## Begin Records shown

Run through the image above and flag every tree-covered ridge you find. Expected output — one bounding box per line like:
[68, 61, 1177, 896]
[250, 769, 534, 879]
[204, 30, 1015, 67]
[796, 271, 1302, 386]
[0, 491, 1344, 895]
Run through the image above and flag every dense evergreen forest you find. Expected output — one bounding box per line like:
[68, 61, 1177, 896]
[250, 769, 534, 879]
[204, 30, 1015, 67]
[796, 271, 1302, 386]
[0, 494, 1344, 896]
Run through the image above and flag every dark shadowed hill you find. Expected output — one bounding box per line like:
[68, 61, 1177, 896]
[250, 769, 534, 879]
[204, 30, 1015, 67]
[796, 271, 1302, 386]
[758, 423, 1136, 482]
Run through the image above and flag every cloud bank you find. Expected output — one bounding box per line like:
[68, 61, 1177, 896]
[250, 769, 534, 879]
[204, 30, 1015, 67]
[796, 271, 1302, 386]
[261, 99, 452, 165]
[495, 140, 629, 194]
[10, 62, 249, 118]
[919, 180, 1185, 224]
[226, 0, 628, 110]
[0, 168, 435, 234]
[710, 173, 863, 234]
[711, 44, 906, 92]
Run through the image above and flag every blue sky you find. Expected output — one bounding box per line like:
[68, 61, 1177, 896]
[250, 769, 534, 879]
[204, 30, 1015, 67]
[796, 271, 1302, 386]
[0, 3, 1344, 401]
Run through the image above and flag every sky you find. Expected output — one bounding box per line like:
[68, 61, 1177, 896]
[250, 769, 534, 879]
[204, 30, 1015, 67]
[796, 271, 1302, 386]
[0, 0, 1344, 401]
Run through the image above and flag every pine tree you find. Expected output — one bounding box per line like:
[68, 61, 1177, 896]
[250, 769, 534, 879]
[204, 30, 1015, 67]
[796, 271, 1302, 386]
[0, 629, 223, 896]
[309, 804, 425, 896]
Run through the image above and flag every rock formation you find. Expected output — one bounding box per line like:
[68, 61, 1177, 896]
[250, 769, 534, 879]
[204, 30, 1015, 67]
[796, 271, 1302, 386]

## End Records shown

[Instructions to follow] Reproduce all of the records, substituting "mark" for each occurrence of "flag" and keeping everything else unchanged.

[Output]
Run through the image above and mark every tree-covered ridge you find. Expected output — one bounding box per line like:
[68, 61, 1177, 896]
[250, 769, 534, 879]
[204, 30, 1015, 67]
[796, 271, 1302, 386]
[0, 491, 1344, 895]
Run through the image above and mark every dense evergreen forest you find. Expected output — one bounding box per line like:
[68, 61, 1177, 896]
[250, 769, 534, 879]
[204, 30, 1015, 67]
[796, 271, 1302, 386]
[0, 494, 1344, 896]
Run through the image above and mark every dark shadowed hill you find. Expected output — one bounding box per line like:
[68, 61, 1177, 896]
[250, 769, 534, 879]
[204, 30, 1015, 67]
[796, 271, 1302, 386]
[758, 423, 1136, 482]
Run through the image above and mark every cloud bank you find. Expected output — one bounding box per line like:
[68, 61, 1177, 896]
[250, 769, 534, 879]
[204, 30, 1015, 67]
[796, 271, 1302, 386]
[261, 99, 452, 165]
[495, 140, 629, 194]
[10, 62, 249, 118]
[919, 180, 1185, 224]
[226, 0, 628, 110]
[0, 168, 435, 234]
[710, 173, 863, 234]
[711, 44, 906, 92]
Run through the image above and mark every blue sky you find. Expected output — one bounding box per line like:
[68, 61, 1177, 896]
[250, 769, 534, 879]
[204, 30, 1015, 67]
[796, 271, 1302, 386]
[0, 3, 1344, 401]
Run through the image above and mark every sky you find. Expected output — one bounding box per line like:
[68, 61, 1177, 896]
[250, 769, 534, 879]
[204, 30, 1015, 67]
[796, 271, 1302, 386]
[0, 0, 1344, 401]
Run through the image above and mark every pine tree you find. Expected output — one bounding box per line like:
[68, 61, 1177, 896]
[250, 769, 534, 879]
[204, 30, 1015, 67]
[796, 271, 1302, 386]
[0, 629, 223, 896]
[309, 804, 425, 896]
Run through the image above and mark every rock formation you find. Expected output — one bounding box per line like:
[68, 61, 1177, 896]
[250, 769, 534, 879]
[204, 30, 1015, 67]
[796, 271, 1302, 386]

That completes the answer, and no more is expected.